### Исходный текст:
-- -- --

Чем больше появлялось артефактов, тем сильнее было ощущение, что это какой-то болезненный сон. Я ущипнул себя за ухо. Да нет же, все наяву! Неужели до нас никто не мог их найти? А может, и не искал? Или последние, аномально теплые годы в Арктике привели к такому активному таянию ледника, что для нас приоткрылся занавес великой тайны? Если это так, то нам повезло еще больше, ибо непрекращающийся камнепад и сход морены через какие-нибудь год–два просто–напросто похоронили бы это все во второй раз!

-- -- --

### Задание A:
Что, согласно исходному тексту, могло вызвать такое активное таяние ледника?
### Задание B:
Перескажите исходный текст в двух предложениях.
Пункты, приведённые далее, к исходному тексту отношения не имеют.

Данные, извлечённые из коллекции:
-- -- --

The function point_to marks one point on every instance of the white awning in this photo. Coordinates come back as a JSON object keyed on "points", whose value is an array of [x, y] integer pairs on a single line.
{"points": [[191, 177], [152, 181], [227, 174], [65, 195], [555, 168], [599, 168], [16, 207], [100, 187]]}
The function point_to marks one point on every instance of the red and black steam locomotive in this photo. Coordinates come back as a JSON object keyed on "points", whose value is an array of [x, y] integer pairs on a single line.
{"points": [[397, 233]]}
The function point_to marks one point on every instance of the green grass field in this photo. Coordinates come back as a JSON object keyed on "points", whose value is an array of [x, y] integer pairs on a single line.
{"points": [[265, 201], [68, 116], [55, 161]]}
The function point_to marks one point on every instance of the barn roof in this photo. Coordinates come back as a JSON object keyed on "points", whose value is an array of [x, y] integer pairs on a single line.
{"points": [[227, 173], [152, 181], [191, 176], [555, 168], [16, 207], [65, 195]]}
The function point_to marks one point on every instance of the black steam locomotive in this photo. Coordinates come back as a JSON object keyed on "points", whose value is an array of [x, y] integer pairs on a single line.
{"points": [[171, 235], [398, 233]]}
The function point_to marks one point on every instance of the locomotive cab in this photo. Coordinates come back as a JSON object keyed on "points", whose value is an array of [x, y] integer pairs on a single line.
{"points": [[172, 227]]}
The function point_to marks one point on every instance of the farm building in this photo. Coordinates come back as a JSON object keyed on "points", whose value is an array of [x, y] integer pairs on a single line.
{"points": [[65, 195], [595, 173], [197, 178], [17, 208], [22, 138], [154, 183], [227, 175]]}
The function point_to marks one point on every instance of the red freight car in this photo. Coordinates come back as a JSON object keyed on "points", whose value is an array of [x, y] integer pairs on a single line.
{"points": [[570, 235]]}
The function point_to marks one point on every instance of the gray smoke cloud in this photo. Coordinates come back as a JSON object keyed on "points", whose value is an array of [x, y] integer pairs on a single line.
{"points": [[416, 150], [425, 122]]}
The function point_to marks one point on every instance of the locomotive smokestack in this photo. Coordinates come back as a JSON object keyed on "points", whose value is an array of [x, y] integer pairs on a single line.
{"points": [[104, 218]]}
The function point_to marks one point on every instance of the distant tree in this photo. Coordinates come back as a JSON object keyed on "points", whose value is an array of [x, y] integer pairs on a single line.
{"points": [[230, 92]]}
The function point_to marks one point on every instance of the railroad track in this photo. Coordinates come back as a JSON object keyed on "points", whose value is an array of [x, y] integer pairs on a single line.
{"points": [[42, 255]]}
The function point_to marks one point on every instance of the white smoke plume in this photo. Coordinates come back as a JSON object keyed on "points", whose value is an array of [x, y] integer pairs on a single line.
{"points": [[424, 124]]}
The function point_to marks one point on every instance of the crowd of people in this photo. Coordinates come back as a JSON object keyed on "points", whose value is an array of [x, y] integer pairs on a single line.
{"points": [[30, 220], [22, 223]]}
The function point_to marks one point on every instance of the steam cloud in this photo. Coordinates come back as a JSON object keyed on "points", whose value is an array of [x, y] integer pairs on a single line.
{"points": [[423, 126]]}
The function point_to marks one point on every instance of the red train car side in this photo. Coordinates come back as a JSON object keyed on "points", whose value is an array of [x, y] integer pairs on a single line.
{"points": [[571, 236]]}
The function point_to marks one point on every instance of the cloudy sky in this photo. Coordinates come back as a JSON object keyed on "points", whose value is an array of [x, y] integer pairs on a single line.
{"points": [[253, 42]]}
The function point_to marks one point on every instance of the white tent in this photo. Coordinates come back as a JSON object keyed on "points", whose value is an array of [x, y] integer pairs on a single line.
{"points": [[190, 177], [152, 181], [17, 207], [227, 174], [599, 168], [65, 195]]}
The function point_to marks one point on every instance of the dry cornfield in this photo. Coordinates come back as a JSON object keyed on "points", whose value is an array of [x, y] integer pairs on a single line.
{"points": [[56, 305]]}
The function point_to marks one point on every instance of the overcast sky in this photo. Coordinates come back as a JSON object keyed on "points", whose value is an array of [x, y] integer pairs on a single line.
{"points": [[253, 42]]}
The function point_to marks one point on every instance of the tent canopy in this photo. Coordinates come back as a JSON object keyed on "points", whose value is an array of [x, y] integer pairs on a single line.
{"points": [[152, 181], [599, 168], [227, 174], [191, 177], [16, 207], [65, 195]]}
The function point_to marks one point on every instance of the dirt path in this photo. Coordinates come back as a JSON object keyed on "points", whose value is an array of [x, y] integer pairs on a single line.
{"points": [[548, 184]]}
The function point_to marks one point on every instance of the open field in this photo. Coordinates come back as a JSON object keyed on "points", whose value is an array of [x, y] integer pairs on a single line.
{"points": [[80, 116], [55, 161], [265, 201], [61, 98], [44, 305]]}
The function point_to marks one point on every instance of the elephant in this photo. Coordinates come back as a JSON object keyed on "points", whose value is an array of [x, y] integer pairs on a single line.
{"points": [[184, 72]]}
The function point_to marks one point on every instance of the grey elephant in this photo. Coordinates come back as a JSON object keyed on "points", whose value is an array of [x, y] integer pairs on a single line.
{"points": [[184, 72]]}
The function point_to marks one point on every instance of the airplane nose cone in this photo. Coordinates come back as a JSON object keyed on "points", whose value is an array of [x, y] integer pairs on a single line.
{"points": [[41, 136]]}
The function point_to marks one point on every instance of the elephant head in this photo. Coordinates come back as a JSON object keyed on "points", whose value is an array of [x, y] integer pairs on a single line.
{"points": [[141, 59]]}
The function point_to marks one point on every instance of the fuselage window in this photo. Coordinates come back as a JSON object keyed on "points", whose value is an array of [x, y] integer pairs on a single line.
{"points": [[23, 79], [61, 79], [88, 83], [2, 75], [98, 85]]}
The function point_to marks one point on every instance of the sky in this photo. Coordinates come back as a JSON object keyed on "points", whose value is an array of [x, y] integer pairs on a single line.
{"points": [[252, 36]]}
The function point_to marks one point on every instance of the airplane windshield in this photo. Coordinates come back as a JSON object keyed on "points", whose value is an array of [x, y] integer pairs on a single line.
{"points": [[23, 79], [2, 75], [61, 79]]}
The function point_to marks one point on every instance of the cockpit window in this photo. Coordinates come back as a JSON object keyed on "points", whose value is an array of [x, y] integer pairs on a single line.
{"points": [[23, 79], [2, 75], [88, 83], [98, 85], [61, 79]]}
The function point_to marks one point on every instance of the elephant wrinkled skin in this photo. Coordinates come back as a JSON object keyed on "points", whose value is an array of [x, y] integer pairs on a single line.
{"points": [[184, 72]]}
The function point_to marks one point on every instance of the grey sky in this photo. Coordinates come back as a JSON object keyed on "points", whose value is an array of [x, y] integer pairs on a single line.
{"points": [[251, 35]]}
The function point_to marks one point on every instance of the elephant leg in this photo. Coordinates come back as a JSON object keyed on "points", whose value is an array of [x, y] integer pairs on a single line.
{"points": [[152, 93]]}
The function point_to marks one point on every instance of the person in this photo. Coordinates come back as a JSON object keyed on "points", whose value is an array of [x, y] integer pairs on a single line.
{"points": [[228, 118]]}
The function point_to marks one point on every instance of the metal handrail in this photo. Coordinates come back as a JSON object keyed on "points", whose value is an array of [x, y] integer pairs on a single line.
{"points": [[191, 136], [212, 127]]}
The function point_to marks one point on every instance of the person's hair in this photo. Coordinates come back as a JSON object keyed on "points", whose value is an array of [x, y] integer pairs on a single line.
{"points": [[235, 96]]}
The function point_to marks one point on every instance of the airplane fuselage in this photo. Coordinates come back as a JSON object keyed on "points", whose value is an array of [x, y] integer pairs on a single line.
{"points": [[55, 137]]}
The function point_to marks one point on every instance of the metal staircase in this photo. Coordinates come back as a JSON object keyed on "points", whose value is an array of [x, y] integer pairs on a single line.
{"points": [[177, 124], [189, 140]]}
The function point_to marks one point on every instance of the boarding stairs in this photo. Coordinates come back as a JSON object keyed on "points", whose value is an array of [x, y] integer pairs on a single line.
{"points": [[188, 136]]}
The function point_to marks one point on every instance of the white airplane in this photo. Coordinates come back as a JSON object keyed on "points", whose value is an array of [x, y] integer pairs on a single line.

-- -- --

### Ответ A:
Последние аномально теплые годы в Арктике.

### Ответ B:
По мере появления новых артефактов происходящее все больше похоже на болезненный сон, но, ущипнув себя за ухо, рассказчик убеждается, что все наяву. Возможно, находки открылись из-за таяния ледника в аномально теплые годы, и это особая удача, ведь камнепад и сход морены через год–два похоронили бы все во второй раз.